• _REQUIRED WORK_: Copy out, with no change at all, everything in the material below from the line containing "The goal for" down to the line containing "positive clicks: (785, 389) (757, 398)", including both of those lines.

• _INFORMATION SHOWN_:
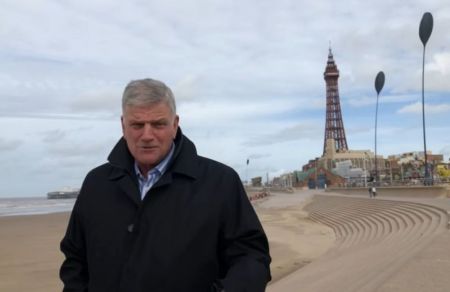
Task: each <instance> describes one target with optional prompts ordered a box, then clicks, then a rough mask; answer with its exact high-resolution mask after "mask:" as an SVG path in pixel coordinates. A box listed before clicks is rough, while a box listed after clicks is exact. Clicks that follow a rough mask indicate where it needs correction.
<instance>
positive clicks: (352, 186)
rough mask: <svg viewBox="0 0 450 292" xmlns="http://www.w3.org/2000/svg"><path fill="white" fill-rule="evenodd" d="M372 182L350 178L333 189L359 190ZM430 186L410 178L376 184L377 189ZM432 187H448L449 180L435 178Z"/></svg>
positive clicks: (443, 178) (419, 180) (384, 180)
mask: <svg viewBox="0 0 450 292" xmlns="http://www.w3.org/2000/svg"><path fill="white" fill-rule="evenodd" d="M372 185H373V182H372V181H365V179H364V177H362V178H350V179H346V182H345V183H343V184H339V185H336V186H333V187H342V188H352V187H355V188H361V187H369V186H372ZM424 185H431V184H430V183H429V180H427V181H425V180H424V178H411V179H409V178H408V179H402V180H390V179H383V180H381V181H379V182H377V186H379V187H383V186H386V187H389V186H424ZM433 185H436V186H446V185H447V186H450V178H440V177H436V178H434V180H433Z"/></svg>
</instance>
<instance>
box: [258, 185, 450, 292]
mask: <svg viewBox="0 0 450 292" xmlns="http://www.w3.org/2000/svg"><path fill="white" fill-rule="evenodd" d="M305 192H307V193H308V198H309V199H308V202H306V204H304V205H305V206H303V208H302V210H303V211H304V212H305V213H306V214H307V217H306V219H305V220H311V221H313V222H316V223H320V224H323V225H325V226H328V227H329V228H330V229H331V230H332V231H333V234H334V236H335V240H334V241H333V245H332V246H331V247H330V248H329V249H328V250H327V251H326V252H324V253H323V254H321V255H320V256H318V257H317V258H315V259H314V260H312V262H311V263H309V264H307V265H304V266H303V267H301V268H299V269H296V270H295V271H293V272H292V273H290V274H288V275H287V276H285V277H282V278H281V279H274V281H272V283H270V285H269V287H268V289H267V291H269V292H289V291H305V292H313V291H317V292H326V291H342V292H351V291H355V292H357V291H358V292H371V291H382V292H391V291H405V292H406V291H408V292H414V291H418V292H419V291H436V292H437V291H442V292H444V291H450V278H449V277H448V274H449V273H450V249H449V246H450V230H449V215H448V212H449V211H450V199H449V198H446V197H442V196H440V197H435V198H421V197H418V196H414V197H412V198H408V196H407V195H405V194H404V193H403V194H402V196H401V197H395V195H389V196H386V197H382V196H381V197H377V198H375V199H370V198H368V194H367V196H362V195H341V194H338V193H325V192H323V191H322V192H321V191H317V192H316V191H297V192H296V193H295V194H292V196H294V197H296V196H302V195H301V194H302V193H305ZM277 196H283V197H286V195H285V194H273V195H272V198H270V199H269V201H270V200H271V199H274V200H276V197H277ZM303 196H304V195H303ZM269 205H270V204H269ZM291 207H292V206H291ZM264 208H265V207H264V205H261V206H259V207H257V210H258V211H259V212H261V213H262V214H264ZM271 208H273V207H271ZM262 217H263V216H262ZM265 223H266V224H267V225H268V226H270V225H271V222H269V221H265V222H264V220H263V224H265ZM265 226H266V225H265ZM269 230H270V228H269ZM270 238H271V237H270V235H269V239H270ZM273 239H274V238H272V240H273ZM274 256H276V255H274ZM276 260H277V259H275V261H276ZM272 270H274V269H273V268H272Z"/></svg>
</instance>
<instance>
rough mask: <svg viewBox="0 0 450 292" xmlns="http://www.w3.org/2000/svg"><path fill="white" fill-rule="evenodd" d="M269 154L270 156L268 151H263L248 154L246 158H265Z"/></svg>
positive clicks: (269, 154)
mask: <svg viewBox="0 0 450 292" xmlns="http://www.w3.org/2000/svg"><path fill="white" fill-rule="evenodd" d="M270 156H272V154H269V153H265V154H250V155H249V156H248V158H249V159H250V160H253V159H261V158H267V157H270Z"/></svg>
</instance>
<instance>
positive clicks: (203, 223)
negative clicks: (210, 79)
mask: <svg viewBox="0 0 450 292" xmlns="http://www.w3.org/2000/svg"><path fill="white" fill-rule="evenodd" d="M121 121H122V132H123V137H122V138H121V139H120V140H119V141H118V143H117V144H116V146H115V147H114V148H113V150H112V152H111V154H110V155H109V157H108V161H109V162H107V163H105V164H103V165H101V166H99V167H97V168H95V169H93V170H92V171H90V172H89V173H88V174H87V176H86V178H85V180H84V182H83V185H82V188H81V190H80V194H79V196H78V198H77V201H76V203H75V206H74V208H73V211H72V214H71V218H70V221H69V225H68V228H67V232H66V234H65V236H64V238H63V239H62V241H61V250H62V252H63V253H64V254H65V256H66V259H65V261H64V262H63V264H62V266H61V270H60V277H61V280H62V281H63V283H64V288H63V291H66V292H69V291H71V292H75V291H80V292H81V291H89V292H100V291H101V292H116V291H123V292H144V291H152V292H159V291H160V292H203V291H204V292H212V291H226V292H239V291H242V292H243V291H249V292H259V291H264V290H265V287H266V284H267V282H268V281H269V280H270V270H269V263H270V255H269V247H268V241H267V237H266V235H265V233H264V230H263V228H262V226H261V224H260V222H259V220H258V218H257V216H256V213H255V211H254V210H253V207H252V206H251V204H250V202H249V200H248V198H247V195H246V193H245V190H244V188H243V185H242V183H241V181H240V179H239V176H238V175H237V173H236V172H235V171H234V170H232V169H231V168H229V167H227V166H225V165H223V164H221V163H218V162H216V161H213V160H210V159H207V158H204V157H201V156H198V155H197V152H196V148H195V146H194V144H193V143H192V142H191V141H190V140H189V139H188V138H187V137H186V136H184V135H183V133H182V132H181V129H180V128H179V126H178V121H179V117H178V115H177V114H176V108H175V100H174V97H173V94H172V91H171V90H170V88H168V87H167V86H166V85H165V84H164V83H162V82H160V81H156V80H152V79H144V80H136V81H132V82H130V83H129V84H128V85H127V87H126V88H125V91H124V93H123V98H122V117H121Z"/></svg>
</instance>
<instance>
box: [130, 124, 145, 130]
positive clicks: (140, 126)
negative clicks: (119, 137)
mask: <svg viewBox="0 0 450 292" xmlns="http://www.w3.org/2000/svg"><path fill="white" fill-rule="evenodd" d="M131 127H132V128H133V129H136V130H137V129H142V128H143V127H144V124H131Z"/></svg>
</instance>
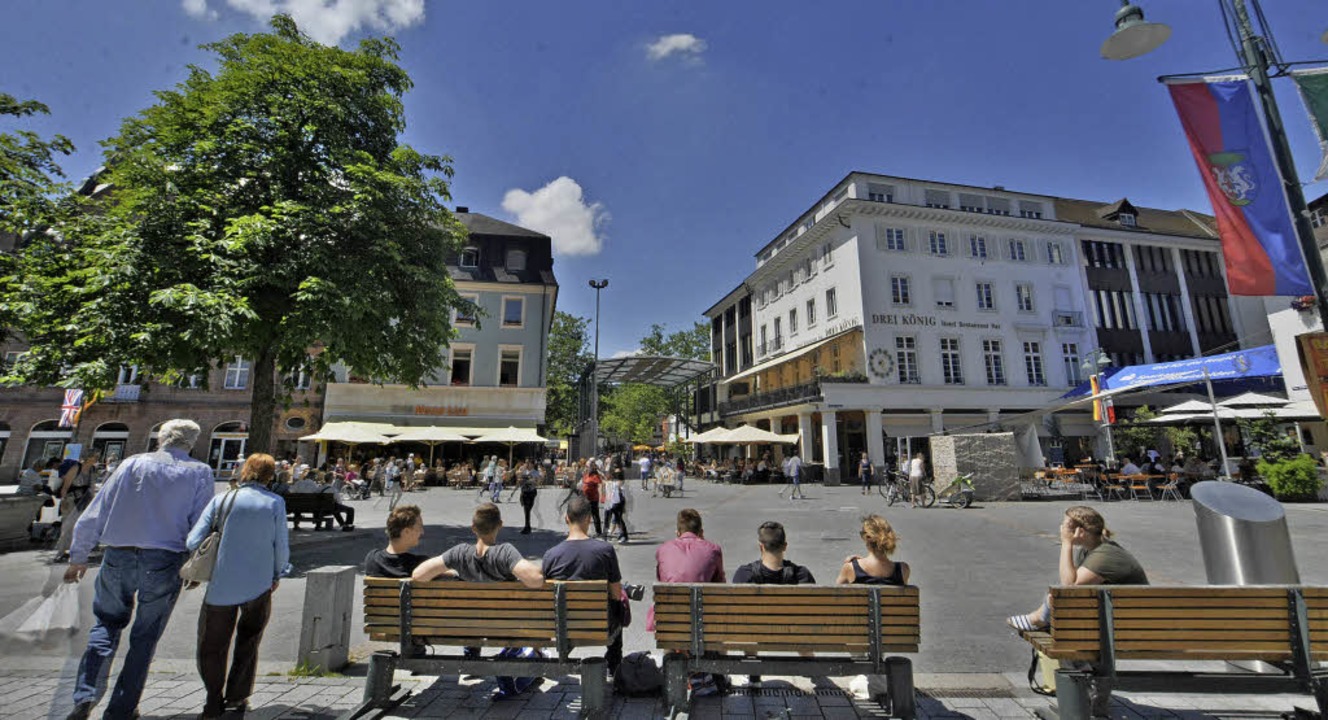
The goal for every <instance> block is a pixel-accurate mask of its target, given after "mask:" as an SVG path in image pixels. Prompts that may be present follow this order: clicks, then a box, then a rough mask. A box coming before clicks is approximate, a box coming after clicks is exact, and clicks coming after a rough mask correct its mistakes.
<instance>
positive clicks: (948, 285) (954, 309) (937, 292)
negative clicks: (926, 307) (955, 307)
mask: <svg viewBox="0 0 1328 720" xmlns="http://www.w3.org/2000/svg"><path fill="white" fill-rule="evenodd" d="M931 296H932V298H934V299H935V300H936V307H939V308H946V310H955V279H954V278H932V279H931Z"/></svg>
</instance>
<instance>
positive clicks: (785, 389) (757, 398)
mask: <svg viewBox="0 0 1328 720" xmlns="http://www.w3.org/2000/svg"><path fill="white" fill-rule="evenodd" d="M819 397H821V381H819V380H813V381H811V383H805V384H802V385H793V387H789V388H780V389H777V391H769V392H758V393H754V395H748V396H742V397H738V399H734V400H726V401H724V403H720V414H721V416H728V414H737V413H742V412H748V410H757V409H766V408H778V406H781V405H795V404H798V403H805V401H807V400H814V399H819Z"/></svg>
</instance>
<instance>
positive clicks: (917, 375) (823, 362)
mask: <svg viewBox="0 0 1328 720" xmlns="http://www.w3.org/2000/svg"><path fill="white" fill-rule="evenodd" d="M1078 202H1080V201H1061V199H1057V198H1052V197H1045V195H1035V194H1027V193H1012V191H1008V190H1005V189H1003V187H995V189H979V187H972V186H961V185H951V183H943V182H931V181H919V179H907V178H898V177H887V175H875V174H867V173H851V174H849V175H847V177H846V178H845V179H843V181H841V182H839V183H837V185H835V186H834V187H833V189H831V191H830V193H827V194H826V195H825V197H822V198H821V199H819V201H818V202H817V205H815V206H813V207H811V209H810V210H807V211H806V213H803V214H802V217H799V218H798V221H797V222H794V223H793V225H791V226H790V227H789V228H786V230H785V231H784V232H781V234H780V235H778V236H777V238H776V239H774V240H772V242H769V243H768V244H766V246H765V247H762V248H761V250H760V251H758V252H757V267H756V271H754V272H752V274H750V275H749V276H748V278H746V279H745V280H744V282H742V283H741V284H740V286H738V288H736V290H734V291H732V292H729V294H728V295H726V296H725V298H724V299H722V300H720V302H718V303H717V304H716V306H713V307H712V308H709V310H708V311H706V312H705V315H706V316H708V317H709V319H710V323H712V345H713V352H714V355H713V357H714V359H716V361H717V364H718V365H720V368H721V376H722V380H721V381H720V384H718V387H717V388H716V396H714V397H713V401H714V403H712V404H709V408H713V410H712V412H710V413H708V414H705V416H703V417H701V420H703V422H713V421H722V422H724V424H725V425H730V426H732V425H737V424H741V422H750V424H757V425H760V426H766V428H769V429H772V430H774V432H778V433H793V432H798V433H801V438H802V440H801V442H802V448H801V450H802V456H803V458H805V460H807V461H817V462H823V464H825V468H826V473H827V476H835V474H839V476H850V474H851V470H850V469H845V470H843V472H841V469H842V468H846V466H851V465H855V462H857V458H858V457H859V453H861V452H867V453H869V457H870V458H871V461H872V462H874V464H876V466H880V464H882V462H883V461H884V458H886V457H887V456H899V457H903V456H906V454H908V453H910V452H912V450H915V449H918V448H920V446H922V442H924V440H926V436H928V434H931V433H939V432H963V430H964V429H972V430H973V432H981V430H984V429H988V428H992V426H996V425H1000V424H1005V422H1012V421H1015V418H1016V417H1019V416H1024V414H1025V413H1029V412H1032V410H1036V409H1040V408H1044V406H1046V405H1048V404H1050V403H1052V401H1054V400H1056V399H1057V397H1058V396H1061V395H1064V393H1065V392H1066V391H1069V389H1070V388H1073V387H1074V385H1077V384H1080V383H1081V381H1082V380H1084V375H1082V371H1081V369H1080V365H1081V361H1082V359H1084V357H1085V356H1086V355H1088V353H1089V351H1092V349H1094V348H1097V347H1100V345H1101V344H1102V343H1101V341H1100V339H1098V337H1097V333H1096V332H1094V325H1096V321H1097V320H1098V319H1106V320H1110V319H1113V317H1117V315H1116V311H1117V310H1120V308H1123V307H1125V306H1127V307H1129V310H1127V314H1129V316H1127V321H1126V323H1123V325H1125V327H1121V328H1114V327H1113V328H1112V332H1110V335H1112V337H1110V343H1112V347H1113V348H1114V347H1117V345H1120V347H1121V348H1134V347H1135V345H1138V348H1139V349H1141V351H1142V352H1139V353H1138V355H1137V357H1135V356H1134V355H1129V356H1127V355H1125V353H1118V357H1120V359H1126V357H1127V359H1129V360H1133V361H1151V360H1154V359H1163V357H1165V355H1163V352H1161V349H1162V348H1169V351H1170V348H1174V347H1179V345H1181V344H1182V343H1181V341H1179V336H1185V337H1186V340H1185V341H1183V345H1185V351H1187V352H1189V351H1193V352H1194V353H1197V352H1198V351H1201V349H1204V351H1207V349H1210V348H1212V347H1216V344H1218V343H1219V341H1228V340H1234V339H1235V331H1236V328H1234V327H1230V325H1231V321H1230V317H1231V316H1239V317H1240V319H1242V320H1244V319H1246V317H1250V316H1248V314H1244V312H1242V314H1235V312H1231V311H1230V310H1227V306H1226V303H1227V300H1228V299H1227V298H1226V291H1224V284H1223V283H1220V279H1219V283H1218V284H1222V288H1220V294H1218V292H1215V291H1212V287H1211V286H1212V284H1214V283H1211V282H1203V283H1197V284H1199V286H1202V287H1203V288H1204V291H1206V292H1208V294H1210V296H1212V298H1219V299H1220V304H1222V308H1223V310H1222V317H1226V319H1227V320H1226V323H1227V325H1226V328H1224V331H1223V332H1215V333H1212V332H1210V333H1207V335H1204V336H1203V337H1201V336H1199V333H1197V329H1195V325H1197V323H1195V321H1194V314H1193V312H1191V311H1190V310H1189V308H1190V304H1191V302H1193V299H1191V298H1190V295H1189V294H1187V292H1186V290H1185V288H1186V284H1185V278H1186V276H1185V272H1181V271H1175V272H1173V275H1177V274H1179V279H1174V280H1173V282H1170V283H1165V282H1162V280H1161V274H1162V271H1161V266H1157V267H1154V266H1149V267H1150V275H1149V276H1147V278H1146V279H1143V280H1141V279H1139V278H1137V272H1135V270H1134V268H1133V258H1134V255H1133V254H1134V252H1135V244H1157V243H1162V244H1167V243H1171V242H1177V243H1179V246H1178V248H1167V250H1166V254H1167V256H1169V258H1181V252H1182V250H1181V247H1183V248H1185V250H1193V251H1195V252H1199V251H1202V252H1203V254H1204V255H1203V258H1207V254H1210V252H1211V254H1214V255H1216V254H1218V251H1219V248H1218V243H1216V239H1215V234H1211V227H1204V226H1203V223H1204V222H1206V221H1204V217H1202V215H1198V214H1185V213H1183V211H1177V213H1169V211H1154V210H1146V209H1145V210H1143V211H1139V210H1134V209H1133V206H1129V203H1127V202H1125V201H1121V202H1118V203H1113V205H1110V206H1105V205H1101V203H1086V206H1088V207H1089V209H1104V214H1101V215H1094V217H1096V218H1097V221H1101V222H1093V223H1089V222H1086V221H1085V218H1084V217H1082V215H1084V213H1085V207H1082V206H1080V205H1076V203H1078ZM1122 203H1123V207H1125V209H1127V210H1129V211H1130V213H1134V214H1135V217H1134V218H1126V219H1125V221H1123V222H1130V219H1138V217H1137V214H1138V213H1143V214H1145V218H1146V219H1147V221H1149V222H1154V221H1157V222H1155V223H1154V225H1157V226H1158V227H1150V226H1149V225H1147V223H1135V225H1134V226H1129V227H1123V226H1122V227H1120V228H1118V230H1117V228H1114V227H1112V225H1110V223H1120V222H1121V219H1120V210H1121V207H1122ZM1058 207H1068V209H1069V210H1070V211H1072V214H1074V215H1076V219H1073V221H1070V219H1068V218H1064V217H1061V214H1060V213H1058ZM1110 209H1114V210H1116V214H1113V213H1109V211H1106V210H1110ZM1094 213H1096V210H1094ZM1130 213H1126V214H1127V215H1129V214H1130ZM1108 217H1109V219H1104V218H1108ZM1162 218H1165V219H1166V222H1161V219H1162ZM1186 223H1189V225H1190V226H1191V227H1189V228H1187V227H1186ZM1094 225H1096V226H1101V227H1094ZM1141 239H1142V240H1143V242H1137V240H1141ZM1092 243H1097V244H1092ZM1102 243H1108V244H1110V243H1120V247H1116V250H1114V252H1118V254H1121V258H1122V267H1121V268H1120V272H1117V271H1116V268H1110V271H1101V272H1100V271H1097V270H1096V268H1094V267H1093V266H1094V263H1097V260H1092V262H1090V259H1089V258H1086V256H1084V255H1082V254H1081V252H1082V250H1084V248H1089V250H1092V251H1094V252H1096V251H1100V250H1101V246H1102ZM1191 246H1193V247H1191ZM1113 247H1114V246H1113ZM1139 252H1142V251H1139ZM1126 255H1127V256H1130V258H1131V260H1130V263H1131V264H1130V267H1131V268H1130V270H1129V271H1127V270H1126V268H1125V267H1123V263H1125V260H1123V258H1125V256H1126ZM1150 256H1151V255H1150ZM1094 258H1096V256H1094ZM1185 259H1187V258H1185ZM1169 267H1171V268H1173V270H1174V268H1179V267H1182V263H1181V262H1177V263H1175V264H1174V266H1169ZM1218 267H1220V256H1218ZM1154 275H1157V276H1158V278H1154ZM1122 282H1123V283H1125V284H1121V283H1122ZM1104 283H1105V284H1104ZM1131 283H1133V284H1131ZM1150 283H1153V284H1150ZM1090 287H1093V288H1104V287H1108V288H1112V291H1113V292H1114V295H1113V294H1105V295H1104V294H1100V292H1090ZM1159 288H1161V290H1159ZM1143 290H1149V291H1157V292H1171V291H1173V290H1178V291H1179V292H1181V299H1179V300H1177V302H1173V303H1171V304H1170V306H1167V307H1174V310H1175V311H1177V312H1175V314H1174V316H1173V315H1167V316H1166V321H1167V323H1169V324H1166V325H1165V327H1163V325H1162V324H1161V323H1162V319H1161V317H1162V316H1161V315H1155V314H1153V308H1151V307H1147V306H1145V304H1141V303H1146V302H1149V300H1150V299H1149V298H1145V295H1143V294H1142V291H1143ZM1154 294H1155V292H1154ZM1113 302H1114V303H1116V306H1113V304H1112V303H1113ZM1206 302H1207V300H1206ZM1122 303H1123V306H1122ZM1177 303H1179V304H1177ZM1255 304H1258V302H1256V303H1255ZM1181 306H1185V307H1186V308H1187V310H1185V311H1182V310H1181ZM1208 310H1211V308H1208V306H1204V317H1206V319H1207V317H1208V316H1210V314H1208ZM1121 312H1126V311H1125V310H1121ZM1254 317H1258V314H1254ZM1248 321H1251V323H1252V321H1255V320H1254V319H1252V317H1251V319H1250V320H1248ZM1216 323H1218V324H1220V320H1216ZM1154 325H1157V327H1154ZM1264 327H1266V320H1264ZM1242 329H1246V328H1242ZM1154 331H1157V333H1155V332H1154ZM1130 332H1133V333H1134V335H1133V336H1131V335H1130ZM1158 333H1159V335H1158ZM1266 337H1267V336H1266V335H1264V336H1263V339H1262V341H1264V343H1266V341H1267V339H1266ZM1154 339H1155V340H1157V341H1155V345H1157V348H1158V352H1153V349H1151V348H1153V345H1150V340H1154ZM1201 340H1202V343H1201ZM1254 344H1259V343H1254ZM1113 352H1114V351H1113ZM1012 425H1020V426H1023V432H1025V433H1035V434H1036V433H1038V432H1044V433H1045V430H1044V429H1042V428H1040V426H1033V425H1029V422H1028V420H1027V418H1024V420H1023V421H1020V422H1012ZM1009 429H1016V428H1015V426H1011V428H1009ZM1057 432H1058V433H1060V434H1061V436H1064V437H1065V438H1066V440H1069V438H1074V437H1078V438H1084V440H1082V441H1081V444H1082V445H1084V446H1086V448H1092V437H1093V436H1096V429H1094V426H1093V424H1092V421H1090V418H1089V417H1088V416H1086V414H1085V416H1070V417H1068V418H1062V420H1061V421H1060V424H1058V426H1057ZM1028 440H1029V441H1032V440H1033V437H1029V438H1028ZM887 442H890V444H892V446H890V448H887ZM1033 445H1036V442H1033Z"/></svg>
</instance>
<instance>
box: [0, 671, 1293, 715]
mask: <svg viewBox="0 0 1328 720" xmlns="http://www.w3.org/2000/svg"><path fill="white" fill-rule="evenodd" d="M397 681H398V683H401V685H402V687H405V688H408V689H410V691H412V696H410V697H409V699H408V700H406V701H405V703H404V704H401V705H400V707H397V708H396V709H394V711H393V712H390V713H388V715H386V717H400V719H409V717H446V719H453V720H461V719H475V720H479V719H483V720H518V719H519V720H525V719H533V720H546V719H548V720H558V719H572V717H576V716H578V713H579V711H580V707H582V705H580V687H579V685H578V683H576V679H575V677H562V679H546V680H543V681H542V683H540V685H539V687H538V688H535V689H531V691H527V692H526V693H525V695H522V696H519V697H517V699H511V700H501V701H499V700H493V699H491V695H493V691H494V687H495V685H494V683H493V680H491V679H481V677H469V676H463V677H461V679H459V681H458V679H457V677H456V676H444V677H425V676H418V677H417V676H409V675H404V674H398V675H397ZM916 681H918V696H916V700H918V717H919V720H968V719H971V720H1003V719H1009V720H1015V719H1032V717H1036V715H1035V713H1036V712H1037V711H1044V712H1045V711H1049V709H1052V708H1053V703H1052V701H1050V700H1049V699H1046V697H1040V696H1037V695H1033V693H1032V692H1031V691H1028V689H1027V688H1025V687H1024V685H1023V677H1019V676H1016V675H995V674H950V675H918V676H916ZM69 683H70V679H69V677H68V676H61V675H60V672H58V671H40V670H0V716H3V717H7V719H13V720H39V719H62V717H65V715H68V712H69V711H70V709H72V700H70V699H69ZM737 683H738V687H737V688H734V691H733V692H730V693H729V695H725V696H717V695H713V693H710V695H700V696H697V697H695V699H693V701H692V708H691V712H689V715H688V717H689V720H724V719H805V720H813V719H825V720H849V719H858V717H888V716H890V713H888V712H887V709H886V708H883V707H882V705H880V704H878V703H875V701H871V700H866V699H861V697H854V696H853V693H851V692H850V688H849V684H850V679H849V677H834V679H827V677H821V679H814V680H809V679H803V677H766V679H765V683H764V684H762V687H761V688H758V689H749V688H745V687H742V685H741V683H742V681H741V680H737ZM363 691H364V679H363V677H359V676H335V677H287V676H276V675H270V676H264V677H259V680H258V683H256V685H255V689H254V695H252V696H251V697H250V712H248V713H247V715H244V717H246V719H248V720H276V719H291V720H320V719H332V717H336V716H337V715H340V713H341V712H344V711H347V709H349V708H352V707H353V705H355V704H356V703H359V701H360V696H361V693H363ZM202 705H203V684H202V683H201V681H199V680H198V675H197V674H194V672H153V674H151V676H150V680H149V684H147V689H146V692H145V693H143V700H142V703H141V704H139V712H141V716H142V717H143V719H145V720H157V719H193V717H197V716H198V712H199V709H201V708H202ZM1296 705H1300V707H1303V708H1305V707H1308V708H1312V707H1313V701H1312V700H1311V699H1309V697H1308V696H1295V695H1270V696H1248V695H1210V696H1198V695H1167V696H1158V697H1149V696H1139V695H1133V693H1131V695H1127V696H1125V697H1117V700H1116V701H1114V703H1113V705H1112V717H1113V719H1118V720H1153V719H1182V720H1198V719H1203V717H1219V719H1232V720H1251V719H1258V717H1270V719H1271V717H1279V716H1280V713H1283V712H1289V711H1292V709H1293V708H1295V707H1296ZM667 716H668V708H665V707H664V701H663V700H661V699H651V697H620V696H614V697H612V704H611V705H610V715H608V717H611V719H622V720H647V719H652V717H667ZM93 717H97V711H94V713H93ZM228 717H239V716H236V715H231V716H228Z"/></svg>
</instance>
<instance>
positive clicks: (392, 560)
mask: <svg viewBox="0 0 1328 720" xmlns="http://www.w3.org/2000/svg"><path fill="white" fill-rule="evenodd" d="M422 537H424V517H422V515H421V514H420V507H418V506H416V505H398V506H396V507H394V509H393V510H392V514H389V515H388V546H386V547H385V549H374V550H371V551H369V554H368V555H365V558H364V574H365V575H367V577H371V578H409V577H410V573H414V569H416V567H417V566H418V565H420V563H422V562H424V561H426V559H429V558H428V555H417V554H414V553H410V550H414V547H416V546H417V545H420V538H422Z"/></svg>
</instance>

• _RESULT_:
The goal for every <instance> block is a pixel-accurate mask of its target, given after "mask:" as an SVG path in image pixels. Prompts that may be present follow this order: clicks, then a box, then a rough mask. A box coming before clicks is approximate, a box coming after clicks is exact, and clicks coming after a rough mask correct its mistakes.
<instance>
positive clicks: (948, 285) (954, 309) (937, 292)
negative clicks: (926, 307) (955, 307)
mask: <svg viewBox="0 0 1328 720" xmlns="http://www.w3.org/2000/svg"><path fill="white" fill-rule="evenodd" d="M931 296H932V298H934V299H935V300H936V307H939V308H946V310H955V279H954V278H932V279H931Z"/></svg>
</instance>
<instance>
positive clicks: (785, 389) (757, 398)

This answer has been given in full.